Given problem 1
List every percentage figure given in the text on divorce and religion.

Text section

Tag Archives: Divorce

New study: children of divorced parents are less likely to be religious

A family praying and reading the Bible
A family praying and reading the Bible

This is from the leftist Washington Post, of all places.

Excerpt:

Two widely recognized trends in American society might have something to do with each other.

Divorce rates climbed to the highest levels ever in the 1980s, when about half of all marriages ended in divorce.

And in the present day, Americans are rapidly becoming less religious. Since 1972, the share of Americans who say they do not adhere to any particular religion has increased from 5 percent of the population to 25 percent.

Could those two trends be related? A new study from the Public Religion Research Institute says yes. The children of divorced parents have grown up to be adults of no religion.

People whose parents divorced when they were children are significantly more likely to grow up not to be religious as adults, the study found. Thirty-five percent of the children of divorced parents told pollsters they are now nonreligious, compared with 23 percent of people whose parents were married when they were children.

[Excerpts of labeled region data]
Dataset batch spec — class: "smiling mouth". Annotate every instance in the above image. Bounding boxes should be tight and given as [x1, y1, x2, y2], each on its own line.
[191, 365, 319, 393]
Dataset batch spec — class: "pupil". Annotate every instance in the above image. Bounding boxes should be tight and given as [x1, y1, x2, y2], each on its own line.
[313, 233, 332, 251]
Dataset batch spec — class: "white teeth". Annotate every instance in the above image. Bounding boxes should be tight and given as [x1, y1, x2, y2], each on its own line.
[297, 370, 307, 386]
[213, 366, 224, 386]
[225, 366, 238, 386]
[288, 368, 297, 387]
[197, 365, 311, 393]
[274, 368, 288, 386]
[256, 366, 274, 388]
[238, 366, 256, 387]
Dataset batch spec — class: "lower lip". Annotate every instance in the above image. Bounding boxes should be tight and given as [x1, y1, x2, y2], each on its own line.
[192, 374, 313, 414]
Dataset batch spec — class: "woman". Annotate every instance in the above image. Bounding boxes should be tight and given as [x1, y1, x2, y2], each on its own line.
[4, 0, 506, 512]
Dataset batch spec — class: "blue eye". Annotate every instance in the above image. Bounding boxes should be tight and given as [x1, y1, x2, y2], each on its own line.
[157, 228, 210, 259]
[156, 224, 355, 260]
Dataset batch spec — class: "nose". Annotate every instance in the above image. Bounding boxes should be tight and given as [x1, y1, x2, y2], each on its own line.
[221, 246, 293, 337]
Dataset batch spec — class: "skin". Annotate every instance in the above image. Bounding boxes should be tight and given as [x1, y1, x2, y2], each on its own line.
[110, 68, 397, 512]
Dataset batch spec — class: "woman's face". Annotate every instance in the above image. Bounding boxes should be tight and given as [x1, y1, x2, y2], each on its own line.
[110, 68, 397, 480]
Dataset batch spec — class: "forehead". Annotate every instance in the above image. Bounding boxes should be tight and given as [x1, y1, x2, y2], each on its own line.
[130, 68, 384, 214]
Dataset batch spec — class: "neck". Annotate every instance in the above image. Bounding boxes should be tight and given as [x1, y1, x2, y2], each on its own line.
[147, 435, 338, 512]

Given problem 2
Rescale the records from the first line up to and including the line with "[313, 233, 332, 251]". Reproduce each of those lines, requests included, with every bounding-box coordinate multiplied by 1.65 and rounded to a whole number, halves rounded up.

Correct answer 1
5 percent, 25 percent, Thirty-five percent, 23 percent

Correct answer 2
Dataset batch spec — class: "smiling mouth". Annotate every instance in the above image. Bounding boxes should be tight and given as [x1, y1, x2, y2], each on its own line.
[315, 602, 526, 648]
Dataset batch spec — class: "pupil". Annotate every instance in the above image. Bounding boxes should be tight and given as [x1, y1, x2, y2], each on its own line.
[516, 384, 548, 414]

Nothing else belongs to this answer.